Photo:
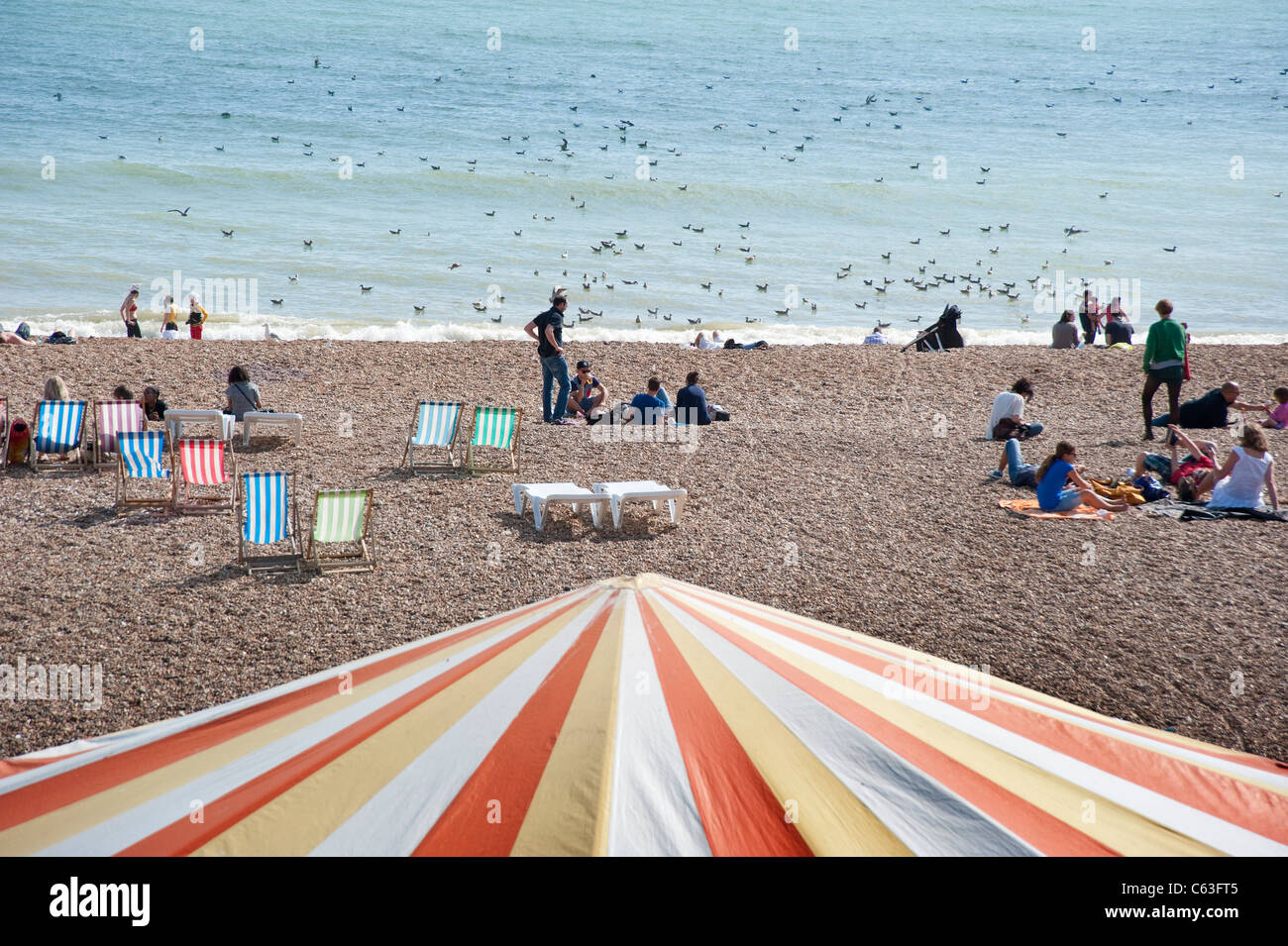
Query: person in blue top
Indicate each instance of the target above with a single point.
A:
(1059, 469)
(691, 403)
(645, 408)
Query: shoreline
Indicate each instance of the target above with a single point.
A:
(849, 488)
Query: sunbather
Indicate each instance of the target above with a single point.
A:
(1056, 472)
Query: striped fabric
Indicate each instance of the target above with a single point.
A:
(117, 417)
(141, 452)
(644, 717)
(340, 515)
(267, 510)
(436, 422)
(202, 461)
(58, 425)
(493, 426)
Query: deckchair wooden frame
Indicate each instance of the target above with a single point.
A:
(128, 503)
(183, 502)
(101, 457)
(361, 559)
(269, 564)
(52, 465)
(454, 463)
(477, 469)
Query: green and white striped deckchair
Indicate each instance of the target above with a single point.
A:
(342, 532)
(494, 428)
(436, 425)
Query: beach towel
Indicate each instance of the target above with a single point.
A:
(1029, 507)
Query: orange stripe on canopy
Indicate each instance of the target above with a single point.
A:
(739, 813)
(507, 778)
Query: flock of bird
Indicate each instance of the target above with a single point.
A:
(923, 275)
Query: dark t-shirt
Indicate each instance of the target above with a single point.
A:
(1119, 331)
(1209, 411)
(691, 405)
(550, 317)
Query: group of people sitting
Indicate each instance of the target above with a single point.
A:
(1244, 480)
(1113, 318)
(588, 400)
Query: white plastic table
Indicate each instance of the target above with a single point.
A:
(541, 494)
(174, 421)
(269, 418)
(642, 490)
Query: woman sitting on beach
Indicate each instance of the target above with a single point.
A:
(1057, 470)
(129, 309)
(243, 395)
(1245, 473)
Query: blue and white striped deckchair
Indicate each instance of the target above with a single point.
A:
(140, 459)
(436, 425)
(496, 428)
(268, 515)
(342, 530)
(59, 431)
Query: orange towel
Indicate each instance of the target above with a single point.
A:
(1029, 507)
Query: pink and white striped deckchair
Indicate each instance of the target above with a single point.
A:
(112, 417)
(202, 464)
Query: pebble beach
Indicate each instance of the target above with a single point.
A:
(849, 486)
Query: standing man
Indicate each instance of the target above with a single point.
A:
(1164, 364)
(546, 330)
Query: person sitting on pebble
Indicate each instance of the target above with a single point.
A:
(1059, 469)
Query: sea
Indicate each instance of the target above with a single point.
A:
(791, 172)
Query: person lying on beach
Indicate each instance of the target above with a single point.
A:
(129, 313)
(1210, 411)
(1278, 418)
(1064, 334)
(1008, 416)
(154, 408)
(1244, 476)
(243, 395)
(587, 394)
(1183, 473)
(645, 407)
(1060, 469)
(691, 403)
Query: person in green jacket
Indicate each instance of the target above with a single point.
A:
(1164, 364)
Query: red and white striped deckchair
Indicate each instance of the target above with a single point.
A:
(112, 417)
(205, 475)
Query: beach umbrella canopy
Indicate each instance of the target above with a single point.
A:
(644, 716)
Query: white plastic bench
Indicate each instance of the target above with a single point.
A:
(541, 494)
(642, 490)
(268, 418)
(174, 421)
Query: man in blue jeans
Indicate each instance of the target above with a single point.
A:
(548, 332)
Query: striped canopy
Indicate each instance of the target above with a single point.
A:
(117, 417)
(141, 454)
(644, 716)
(267, 510)
(436, 422)
(59, 425)
(493, 426)
(340, 515)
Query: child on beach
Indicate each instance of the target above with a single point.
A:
(1278, 418)
(1059, 469)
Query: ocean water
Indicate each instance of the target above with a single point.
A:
(804, 124)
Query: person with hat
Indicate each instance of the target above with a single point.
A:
(546, 330)
(588, 394)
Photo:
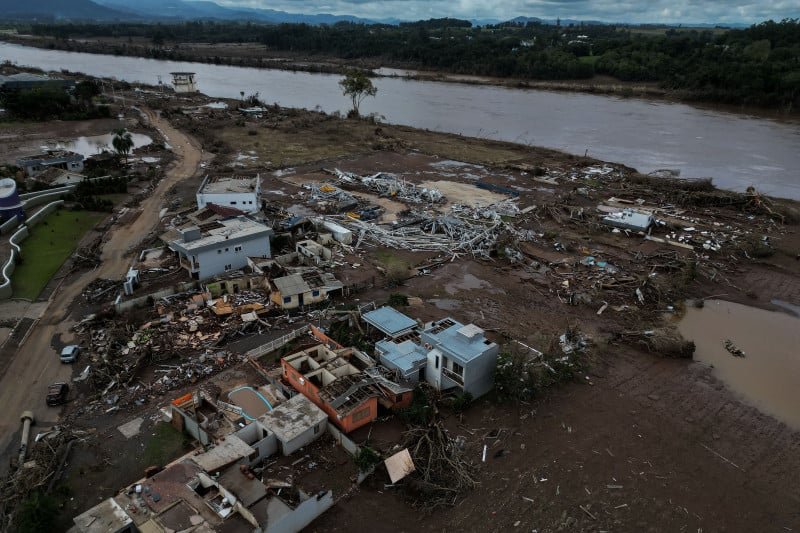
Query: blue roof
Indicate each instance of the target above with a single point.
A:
(390, 321)
(464, 343)
(404, 356)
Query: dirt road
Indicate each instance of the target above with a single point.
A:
(36, 365)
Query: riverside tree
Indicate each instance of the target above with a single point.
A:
(122, 142)
(357, 85)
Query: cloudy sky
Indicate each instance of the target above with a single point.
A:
(607, 10)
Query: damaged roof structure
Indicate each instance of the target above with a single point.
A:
(213, 491)
(445, 353)
(240, 192)
(345, 383)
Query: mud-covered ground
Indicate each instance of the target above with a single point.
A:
(638, 442)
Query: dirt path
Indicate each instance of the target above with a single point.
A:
(35, 365)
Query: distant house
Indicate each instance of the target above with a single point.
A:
(58, 177)
(239, 192)
(10, 202)
(297, 290)
(184, 82)
(36, 164)
(213, 248)
(344, 383)
(444, 353)
(24, 81)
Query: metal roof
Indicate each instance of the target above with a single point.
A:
(390, 321)
(405, 356)
(292, 418)
(463, 343)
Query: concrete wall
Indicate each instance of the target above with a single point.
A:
(182, 421)
(479, 373)
(142, 300)
(213, 262)
(260, 439)
(306, 437)
(16, 252)
(247, 202)
(303, 514)
(9, 225)
(343, 440)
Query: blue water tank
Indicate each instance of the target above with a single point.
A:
(10, 203)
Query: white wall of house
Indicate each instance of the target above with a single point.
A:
(225, 256)
(312, 297)
(245, 201)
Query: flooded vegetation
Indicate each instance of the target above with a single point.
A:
(767, 371)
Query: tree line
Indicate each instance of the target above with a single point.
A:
(759, 65)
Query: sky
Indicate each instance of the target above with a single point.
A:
(671, 11)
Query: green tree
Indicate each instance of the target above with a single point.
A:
(122, 142)
(37, 513)
(357, 85)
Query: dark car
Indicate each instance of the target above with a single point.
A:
(57, 394)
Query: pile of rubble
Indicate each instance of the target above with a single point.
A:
(188, 329)
(390, 185)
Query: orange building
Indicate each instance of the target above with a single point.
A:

##########

▶ **GIVEN PROBLEM**
Leave out the pictures and give the rest of the records again exactly.

▶ **SOLUTION FOR THIS PROBLEM**
Photo:
Query: person in blue top
Indicate each instance of the target above with a single point.
A:
(1059, 469)
(691, 403)
(645, 408)
Query: shoreline
Indicate each instance of the target above with a single point.
A:
(849, 488)
Query: sunbather
Indicate each instance of the target above with a single point.
A:
(1056, 472)
Query: striped fabric
Indicate each instance of the target above with a single point.
A:
(117, 417)
(141, 452)
(644, 717)
(340, 515)
(267, 510)
(436, 422)
(202, 461)
(58, 425)
(493, 426)
Query: deckchair wooden frame
Indicate each instance of the target above with a single point.
A:
(128, 503)
(183, 502)
(101, 457)
(361, 559)
(269, 564)
(52, 465)
(454, 463)
(477, 469)
Query: green and white striped deckchair
Indicate each instance of the target above with a single point.
A:
(342, 532)
(494, 428)
(436, 425)
Query: beach towel
Indicate each instance of the target above with a single point.
A:
(1029, 507)
Query: orange stripe on canopy
Indicate each instance of the target above with a single point.
A:
(739, 813)
(507, 778)
Query: flock of bird
Indicate each instance of the target above with a single point.
A:
(923, 275)
Query: dark t-shirt
Indicate each instance of the target above with a single point.
A:
(1119, 331)
(1209, 411)
(691, 405)
(550, 317)
Query: group of people sitting
Indicate each instance of the target above with a single point.
A:
(1244, 480)
(1113, 318)
(588, 400)
Query: white plastic table
Indicate each instance of the target above with a single point.
A:
(541, 494)
(174, 421)
(269, 418)
(642, 490)
Query: woman sitting on beach
Indicate each instance of the target above with a single point.
A:
(1057, 470)
(129, 309)
(243, 395)
(1245, 473)
Query: blue and white striped deckchair
Indicate each instance of the target above with a single point.
A:
(140, 459)
(436, 425)
(496, 428)
(268, 515)
(342, 530)
(59, 431)
Query: orange towel
Indicate each instance of the target above with a single point.
A:
(1029, 507)
Query: pink and white striped deckchair
Indicate each instance of the target above with a single point.
A:
(112, 417)
(202, 464)
Query: pebble beach
Indicate each instance of the target above with a single point.
A:
(849, 486)
Query: standing man
Indicate each instance of the target above with a single point.
A:
(1164, 364)
(546, 330)
Query: person sitting on pebble
Indicate each instance of the target above with a single point.
A:
(1059, 469)
Query: sea
Indicate each instance of the target above with a single point.
A:
(791, 172)
Query: person lying on beach
Indicate each instance of the target above with a single point.
A:
(129, 313)
(1210, 411)
(1278, 418)
(1064, 334)
(1008, 416)
(154, 408)
(1244, 476)
(243, 395)
(587, 394)
(1183, 473)
(645, 407)
(1060, 469)
(691, 403)
Query: person in green jacket
Indicate each instance of the target above with a single point.
A:
(1164, 364)
Query: red and white striped deckchair
Indicate each instance of the target above with a single point.
A:
(112, 417)
(205, 475)
Query: beach umbrella canopy
Indicate each instance of the target above with a single point.
A:
(644, 716)
Query: white plastic bench
Indicate each instance of the target above with a single point.
A:
(541, 494)
(642, 490)
(268, 418)
(174, 421)
Query: man in blue jeans
Indicate each instance of the target above with a single point.
A:
(548, 332)
Query: striped canopy
Indicate each instance of the target above with a single point.
A:
(117, 417)
(141, 454)
(644, 716)
(267, 510)
(436, 422)
(59, 425)
(493, 426)
(340, 515)
Query: child on beach
Indicate each instance of the target above with a single point.
A:
(1278, 418)
(1059, 469)
Query: ocean water
Indicate each instance of the target above with a single point.
A:
(804, 124)
Query: person with hat
Indicate each instance of the target above with a single point.
A:
(546, 330)
(588, 394)
Photo:
Query: blue roof
Indicate each instance of the target above with a single point.
A:
(390, 321)
(464, 343)
(404, 356)
Query: dirt road
Indicate each instance of the target above with a single point.
A:
(36, 365)
Query: riverside tree
Indicate each instance of the target above with a single point.
A:
(122, 142)
(357, 85)
Query: cloudy sky
Indicate each instance of the target above with a single point.
A:
(607, 10)
Query: damaged roof structure
Indicate each instance of the target above with a single point.
A:
(213, 491)
(445, 353)
(240, 192)
(345, 383)
Query: mud-covered ground
Indicate each instance of the target above with a single point.
A:
(638, 442)
Query: dirt path
Indicate each instance of the target above with a single point.
A:
(35, 365)
Query: distant house
Indicate each instance of the target above with a single point.
A:
(58, 177)
(239, 192)
(10, 202)
(297, 290)
(184, 82)
(36, 164)
(213, 248)
(344, 383)
(444, 353)
(24, 81)
Query: metal roof
Indicate each instance of the target above with a single point.
A:
(390, 321)
(405, 356)
(292, 418)
(463, 343)
Query: concrete wall
Indicate each instance of the target above with a single point.
A:
(182, 421)
(479, 373)
(142, 300)
(213, 262)
(260, 439)
(306, 437)
(16, 252)
(247, 202)
(303, 514)
(9, 225)
(343, 440)
Query: blue water tank
Indicate each instance of the target above with a single point.
A:
(10, 203)
Query: white wall of house
Indicate each instance of the target above with a single point.
A:
(225, 256)
(312, 297)
(245, 201)
Query: flooded vegetation
Indicate each instance of the target above with a single point.
A:
(767, 371)
Query: tree line
Indicate each instance of the target above with a single point.
A:
(759, 65)
Query: sky
Indicate each instance of the target above with a single point.
A:
(671, 11)
Query: green tree
Indicate each instance of the target above with a single point.
A:
(122, 142)
(37, 513)
(357, 85)
Query: dark car
Indicate each instance of the target above with a single point.
A:
(57, 394)
Query: pile of rubble
Indicate each instance of the target above with a single point.
A:
(188, 329)
(390, 185)
Query: orange building
Indicate each instance of the target above with a single point.
A:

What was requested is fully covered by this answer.